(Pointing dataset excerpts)
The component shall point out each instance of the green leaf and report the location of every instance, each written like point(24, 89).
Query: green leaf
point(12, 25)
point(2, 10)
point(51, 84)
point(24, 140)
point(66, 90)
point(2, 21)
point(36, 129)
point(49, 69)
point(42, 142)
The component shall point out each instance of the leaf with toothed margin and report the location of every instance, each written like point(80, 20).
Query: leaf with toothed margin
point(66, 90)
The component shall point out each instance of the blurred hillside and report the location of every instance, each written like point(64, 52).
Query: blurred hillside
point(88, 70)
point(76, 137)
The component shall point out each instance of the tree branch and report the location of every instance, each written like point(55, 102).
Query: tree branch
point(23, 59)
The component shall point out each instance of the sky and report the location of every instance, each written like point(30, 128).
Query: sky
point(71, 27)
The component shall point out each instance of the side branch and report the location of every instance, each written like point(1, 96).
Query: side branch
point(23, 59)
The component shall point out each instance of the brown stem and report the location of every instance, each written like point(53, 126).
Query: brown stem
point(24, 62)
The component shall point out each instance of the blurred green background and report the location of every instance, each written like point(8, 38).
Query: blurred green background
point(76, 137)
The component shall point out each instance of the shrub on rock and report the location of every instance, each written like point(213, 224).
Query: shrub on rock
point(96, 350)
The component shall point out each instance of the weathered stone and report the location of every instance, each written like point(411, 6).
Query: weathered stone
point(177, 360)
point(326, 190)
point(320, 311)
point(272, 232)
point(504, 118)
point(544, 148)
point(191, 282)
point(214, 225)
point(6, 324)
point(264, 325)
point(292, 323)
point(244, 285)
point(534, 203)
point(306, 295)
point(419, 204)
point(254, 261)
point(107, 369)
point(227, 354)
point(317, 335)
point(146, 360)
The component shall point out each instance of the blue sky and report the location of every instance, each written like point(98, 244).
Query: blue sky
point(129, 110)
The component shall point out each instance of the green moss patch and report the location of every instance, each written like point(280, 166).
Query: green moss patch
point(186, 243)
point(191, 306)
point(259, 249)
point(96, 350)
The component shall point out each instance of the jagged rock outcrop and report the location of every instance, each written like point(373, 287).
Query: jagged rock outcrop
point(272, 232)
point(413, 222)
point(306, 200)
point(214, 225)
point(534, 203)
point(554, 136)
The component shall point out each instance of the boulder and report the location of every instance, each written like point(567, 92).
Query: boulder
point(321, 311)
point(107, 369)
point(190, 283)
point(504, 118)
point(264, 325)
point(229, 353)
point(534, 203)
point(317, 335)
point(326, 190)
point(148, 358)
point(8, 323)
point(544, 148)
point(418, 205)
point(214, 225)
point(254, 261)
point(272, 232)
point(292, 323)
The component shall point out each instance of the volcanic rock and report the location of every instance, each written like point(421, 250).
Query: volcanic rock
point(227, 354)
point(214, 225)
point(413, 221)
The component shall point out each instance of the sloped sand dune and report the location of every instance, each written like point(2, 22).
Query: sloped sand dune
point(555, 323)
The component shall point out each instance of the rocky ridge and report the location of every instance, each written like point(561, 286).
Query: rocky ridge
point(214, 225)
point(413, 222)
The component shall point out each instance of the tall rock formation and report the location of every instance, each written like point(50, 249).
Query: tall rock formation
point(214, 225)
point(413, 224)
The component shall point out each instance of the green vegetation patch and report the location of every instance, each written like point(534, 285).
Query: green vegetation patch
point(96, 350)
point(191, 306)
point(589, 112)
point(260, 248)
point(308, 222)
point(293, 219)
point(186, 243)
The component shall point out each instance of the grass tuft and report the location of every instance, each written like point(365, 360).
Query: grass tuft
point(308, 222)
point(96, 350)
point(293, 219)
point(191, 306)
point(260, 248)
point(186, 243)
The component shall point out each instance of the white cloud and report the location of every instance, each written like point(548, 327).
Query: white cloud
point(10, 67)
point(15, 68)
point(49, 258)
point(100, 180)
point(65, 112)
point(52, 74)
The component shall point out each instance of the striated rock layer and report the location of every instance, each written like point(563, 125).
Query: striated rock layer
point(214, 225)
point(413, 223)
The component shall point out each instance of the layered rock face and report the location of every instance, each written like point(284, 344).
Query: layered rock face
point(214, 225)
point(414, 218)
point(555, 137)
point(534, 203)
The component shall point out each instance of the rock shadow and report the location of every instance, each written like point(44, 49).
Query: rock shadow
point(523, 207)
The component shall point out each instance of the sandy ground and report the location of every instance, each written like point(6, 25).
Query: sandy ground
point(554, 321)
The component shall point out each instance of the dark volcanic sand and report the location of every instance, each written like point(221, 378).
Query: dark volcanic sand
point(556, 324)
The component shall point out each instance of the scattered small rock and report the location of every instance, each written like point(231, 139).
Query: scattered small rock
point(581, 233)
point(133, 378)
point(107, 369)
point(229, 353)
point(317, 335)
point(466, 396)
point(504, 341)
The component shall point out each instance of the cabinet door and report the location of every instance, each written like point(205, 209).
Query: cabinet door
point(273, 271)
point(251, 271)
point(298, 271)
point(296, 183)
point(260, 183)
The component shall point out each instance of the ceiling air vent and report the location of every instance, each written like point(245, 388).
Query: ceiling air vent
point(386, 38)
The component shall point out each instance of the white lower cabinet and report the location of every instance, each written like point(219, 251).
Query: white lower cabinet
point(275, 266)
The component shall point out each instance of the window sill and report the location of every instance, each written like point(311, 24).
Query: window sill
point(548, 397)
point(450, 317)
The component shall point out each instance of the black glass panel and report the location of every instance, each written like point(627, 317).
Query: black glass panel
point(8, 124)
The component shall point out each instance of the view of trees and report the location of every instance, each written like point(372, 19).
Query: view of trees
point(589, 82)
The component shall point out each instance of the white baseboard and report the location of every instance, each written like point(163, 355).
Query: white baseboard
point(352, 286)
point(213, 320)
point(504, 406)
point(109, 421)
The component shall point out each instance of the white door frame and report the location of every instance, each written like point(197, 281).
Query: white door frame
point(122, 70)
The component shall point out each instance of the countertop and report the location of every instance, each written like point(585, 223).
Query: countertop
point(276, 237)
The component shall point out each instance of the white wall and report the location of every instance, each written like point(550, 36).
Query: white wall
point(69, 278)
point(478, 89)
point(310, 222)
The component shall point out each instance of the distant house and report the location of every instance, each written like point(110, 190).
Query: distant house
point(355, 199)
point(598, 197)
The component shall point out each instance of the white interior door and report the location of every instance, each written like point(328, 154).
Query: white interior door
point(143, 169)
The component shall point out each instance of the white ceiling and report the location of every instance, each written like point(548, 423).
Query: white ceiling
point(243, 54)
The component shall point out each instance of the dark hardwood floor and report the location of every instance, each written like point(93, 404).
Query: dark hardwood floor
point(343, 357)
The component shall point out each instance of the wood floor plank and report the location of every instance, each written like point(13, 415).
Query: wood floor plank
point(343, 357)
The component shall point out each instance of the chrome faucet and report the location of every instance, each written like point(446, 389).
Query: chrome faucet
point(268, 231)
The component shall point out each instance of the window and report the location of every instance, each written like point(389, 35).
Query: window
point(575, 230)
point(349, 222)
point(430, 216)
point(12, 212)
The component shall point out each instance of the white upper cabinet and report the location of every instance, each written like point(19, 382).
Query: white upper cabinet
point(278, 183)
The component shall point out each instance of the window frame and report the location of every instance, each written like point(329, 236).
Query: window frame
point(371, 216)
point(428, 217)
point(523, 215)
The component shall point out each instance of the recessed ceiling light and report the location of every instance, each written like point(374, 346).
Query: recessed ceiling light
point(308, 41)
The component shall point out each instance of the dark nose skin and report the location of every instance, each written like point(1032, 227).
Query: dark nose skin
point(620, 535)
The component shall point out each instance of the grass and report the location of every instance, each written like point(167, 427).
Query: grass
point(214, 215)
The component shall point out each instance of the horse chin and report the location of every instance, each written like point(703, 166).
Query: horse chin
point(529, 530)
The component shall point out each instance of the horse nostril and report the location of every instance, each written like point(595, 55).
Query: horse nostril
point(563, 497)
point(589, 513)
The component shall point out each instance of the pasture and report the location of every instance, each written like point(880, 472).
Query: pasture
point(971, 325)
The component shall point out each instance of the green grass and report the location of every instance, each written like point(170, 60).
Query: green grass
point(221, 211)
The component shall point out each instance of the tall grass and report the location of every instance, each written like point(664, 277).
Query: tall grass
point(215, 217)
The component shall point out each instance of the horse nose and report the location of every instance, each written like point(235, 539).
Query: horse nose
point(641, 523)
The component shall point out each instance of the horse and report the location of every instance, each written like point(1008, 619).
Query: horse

● What to work on
Copy out the lines starting at the one containing "The component shall point out each instance of the weathered" and ending at the one containing "point(6, 324)", including the requests, which stay unchanged. Scale each point coordinate in the answers by 0.6 and round it to a whole number, with halves going up.

● Solution to the problem
The component shall point out each instance of the weathered stone and report the location of every instance, each written like point(411, 6).
Query: weathered stone
point(106, 216)
point(196, 114)
point(192, 187)
point(163, 139)
point(302, 71)
point(326, 89)
point(115, 169)
point(128, 135)
point(4, 194)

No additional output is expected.